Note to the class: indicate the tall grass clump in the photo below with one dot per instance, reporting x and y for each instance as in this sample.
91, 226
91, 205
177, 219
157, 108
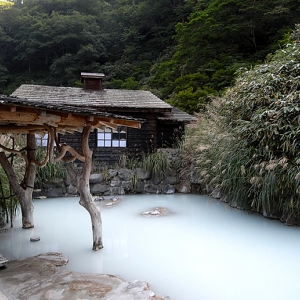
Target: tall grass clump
249, 147
50, 171
157, 163
9, 204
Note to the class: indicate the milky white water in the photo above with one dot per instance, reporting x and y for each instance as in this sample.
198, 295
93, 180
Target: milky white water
205, 250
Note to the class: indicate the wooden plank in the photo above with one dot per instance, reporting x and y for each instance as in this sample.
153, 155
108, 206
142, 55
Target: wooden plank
18, 116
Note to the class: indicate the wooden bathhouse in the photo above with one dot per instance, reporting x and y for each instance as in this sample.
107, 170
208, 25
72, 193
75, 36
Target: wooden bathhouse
162, 124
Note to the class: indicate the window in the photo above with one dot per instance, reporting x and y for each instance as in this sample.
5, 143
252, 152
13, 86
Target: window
108, 137
41, 140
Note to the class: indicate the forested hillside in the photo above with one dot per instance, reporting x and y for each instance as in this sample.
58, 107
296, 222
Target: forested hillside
182, 50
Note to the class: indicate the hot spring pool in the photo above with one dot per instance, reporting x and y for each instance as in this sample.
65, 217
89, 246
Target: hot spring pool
204, 250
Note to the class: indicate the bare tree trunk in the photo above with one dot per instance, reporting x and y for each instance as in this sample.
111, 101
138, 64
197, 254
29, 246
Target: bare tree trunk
83, 186
24, 190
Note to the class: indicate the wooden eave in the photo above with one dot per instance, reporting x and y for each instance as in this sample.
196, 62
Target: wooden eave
21, 116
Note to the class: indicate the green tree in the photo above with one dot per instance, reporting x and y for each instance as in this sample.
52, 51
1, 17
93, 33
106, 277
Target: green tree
253, 152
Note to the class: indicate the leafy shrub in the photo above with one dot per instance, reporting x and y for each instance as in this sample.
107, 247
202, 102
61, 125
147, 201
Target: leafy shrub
253, 150
49, 172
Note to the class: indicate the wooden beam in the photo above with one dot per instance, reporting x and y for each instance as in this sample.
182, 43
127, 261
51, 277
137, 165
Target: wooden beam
18, 117
5, 129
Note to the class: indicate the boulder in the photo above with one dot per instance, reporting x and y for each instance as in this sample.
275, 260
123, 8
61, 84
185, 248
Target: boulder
184, 187
96, 178
142, 174
98, 188
125, 174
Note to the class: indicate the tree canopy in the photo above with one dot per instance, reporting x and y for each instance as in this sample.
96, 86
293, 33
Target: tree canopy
182, 50
249, 146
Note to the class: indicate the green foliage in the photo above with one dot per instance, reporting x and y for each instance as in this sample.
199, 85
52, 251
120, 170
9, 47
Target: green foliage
217, 38
49, 172
9, 204
251, 149
156, 163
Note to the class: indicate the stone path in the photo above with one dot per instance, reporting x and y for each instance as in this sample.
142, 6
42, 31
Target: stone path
41, 278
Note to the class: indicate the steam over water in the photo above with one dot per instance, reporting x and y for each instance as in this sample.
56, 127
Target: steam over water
204, 250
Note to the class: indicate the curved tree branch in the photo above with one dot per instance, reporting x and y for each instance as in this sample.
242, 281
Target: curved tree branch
18, 152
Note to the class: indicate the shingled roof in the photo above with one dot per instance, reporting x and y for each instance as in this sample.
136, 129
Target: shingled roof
18, 115
108, 99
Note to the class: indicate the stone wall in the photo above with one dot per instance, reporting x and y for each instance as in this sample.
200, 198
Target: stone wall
123, 181
119, 182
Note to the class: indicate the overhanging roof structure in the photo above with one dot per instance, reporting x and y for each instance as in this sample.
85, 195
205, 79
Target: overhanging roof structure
20, 115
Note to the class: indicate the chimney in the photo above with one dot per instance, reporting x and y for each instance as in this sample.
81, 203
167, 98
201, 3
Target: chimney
92, 81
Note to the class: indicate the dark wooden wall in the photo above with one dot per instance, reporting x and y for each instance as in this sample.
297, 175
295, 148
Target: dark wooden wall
168, 135
139, 141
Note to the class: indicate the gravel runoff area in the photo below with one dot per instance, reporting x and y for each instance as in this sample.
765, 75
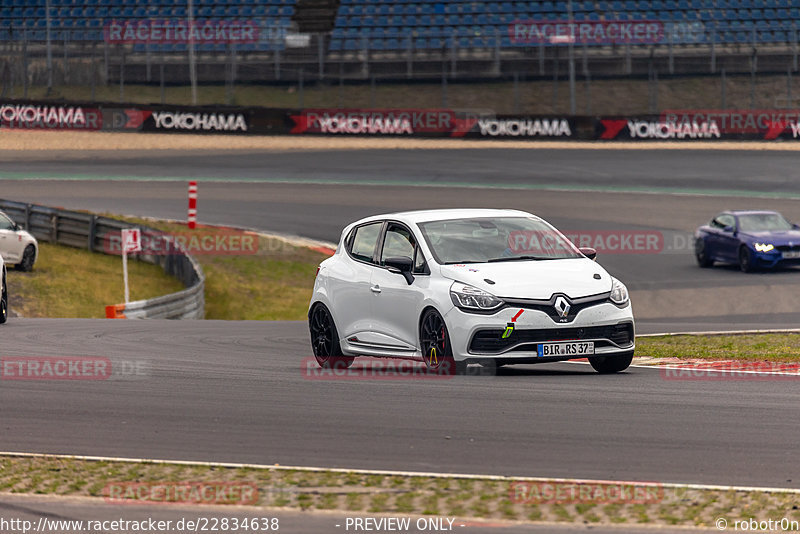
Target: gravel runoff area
17, 140
462, 496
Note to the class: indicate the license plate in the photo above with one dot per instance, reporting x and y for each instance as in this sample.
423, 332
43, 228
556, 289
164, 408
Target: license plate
576, 349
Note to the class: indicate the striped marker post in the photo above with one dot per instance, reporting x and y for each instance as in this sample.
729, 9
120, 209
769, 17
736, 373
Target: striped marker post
192, 218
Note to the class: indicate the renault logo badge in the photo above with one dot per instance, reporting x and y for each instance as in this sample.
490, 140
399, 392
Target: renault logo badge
562, 307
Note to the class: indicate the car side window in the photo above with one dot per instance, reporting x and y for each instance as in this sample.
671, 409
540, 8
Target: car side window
364, 240
420, 264
398, 242
6, 223
725, 220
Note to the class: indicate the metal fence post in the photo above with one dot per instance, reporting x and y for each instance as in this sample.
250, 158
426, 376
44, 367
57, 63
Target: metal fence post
122, 77
496, 67
365, 58
671, 53
724, 89
410, 58
588, 79
453, 57
628, 60
147, 60
161, 83
341, 85
541, 59
320, 56
300, 90
66, 60
92, 232
555, 79
444, 83
25, 63
713, 47
94, 71
753, 67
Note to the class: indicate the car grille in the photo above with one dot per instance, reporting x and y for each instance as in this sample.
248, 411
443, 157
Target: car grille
548, 307
490, 341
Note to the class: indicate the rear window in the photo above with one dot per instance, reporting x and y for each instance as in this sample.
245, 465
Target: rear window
364, 240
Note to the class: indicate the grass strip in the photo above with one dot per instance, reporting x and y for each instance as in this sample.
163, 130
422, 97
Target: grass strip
749, 347
464, 498
272, 280
73, 282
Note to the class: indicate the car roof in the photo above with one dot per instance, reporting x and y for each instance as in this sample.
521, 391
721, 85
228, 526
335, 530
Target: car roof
419, 216
751, 212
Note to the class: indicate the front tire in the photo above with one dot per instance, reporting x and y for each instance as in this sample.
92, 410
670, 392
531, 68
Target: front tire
434, 341
606, 365
325, 340
701, 255
4, 301
745, 260
28, 258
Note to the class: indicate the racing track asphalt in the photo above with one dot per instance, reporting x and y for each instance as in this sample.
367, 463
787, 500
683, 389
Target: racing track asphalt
670, 292
237, 392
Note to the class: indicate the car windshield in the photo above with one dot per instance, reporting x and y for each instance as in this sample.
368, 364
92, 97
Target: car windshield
763, 222
481, 240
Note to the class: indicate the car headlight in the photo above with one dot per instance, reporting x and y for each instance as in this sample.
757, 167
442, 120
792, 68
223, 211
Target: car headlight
619, 293
472, 298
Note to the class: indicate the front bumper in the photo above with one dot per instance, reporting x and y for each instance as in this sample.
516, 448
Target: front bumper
772, 259
476, 337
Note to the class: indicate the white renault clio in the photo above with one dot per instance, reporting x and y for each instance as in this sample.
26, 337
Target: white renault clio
452, 287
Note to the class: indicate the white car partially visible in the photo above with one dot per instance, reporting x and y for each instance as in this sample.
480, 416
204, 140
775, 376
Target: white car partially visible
3, 293
17, 246
452, 287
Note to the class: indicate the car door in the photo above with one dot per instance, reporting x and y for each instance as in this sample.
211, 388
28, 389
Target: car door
396, 304
11, 244
727, 239
715, 241
349, 282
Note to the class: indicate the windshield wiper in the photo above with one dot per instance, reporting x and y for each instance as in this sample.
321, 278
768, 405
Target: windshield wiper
519, 258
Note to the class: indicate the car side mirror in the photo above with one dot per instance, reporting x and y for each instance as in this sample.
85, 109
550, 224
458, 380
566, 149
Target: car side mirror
589, 253
401, 265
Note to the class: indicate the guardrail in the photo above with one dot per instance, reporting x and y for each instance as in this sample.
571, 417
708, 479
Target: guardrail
93, 232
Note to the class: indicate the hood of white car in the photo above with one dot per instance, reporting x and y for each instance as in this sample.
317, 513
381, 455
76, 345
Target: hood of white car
534, 279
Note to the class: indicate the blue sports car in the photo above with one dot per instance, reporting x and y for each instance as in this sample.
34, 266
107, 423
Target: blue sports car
751, 239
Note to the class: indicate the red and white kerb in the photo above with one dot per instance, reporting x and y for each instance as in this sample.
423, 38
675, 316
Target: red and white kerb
192, 218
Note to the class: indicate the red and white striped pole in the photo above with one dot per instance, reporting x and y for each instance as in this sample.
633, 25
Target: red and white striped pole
192, 205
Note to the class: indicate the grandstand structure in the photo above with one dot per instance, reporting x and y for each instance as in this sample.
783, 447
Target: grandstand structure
361, 39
========================
**Exercise directions**
In the entries above, count each line with "below"; reply with the total only.

**Solution to the problem**
2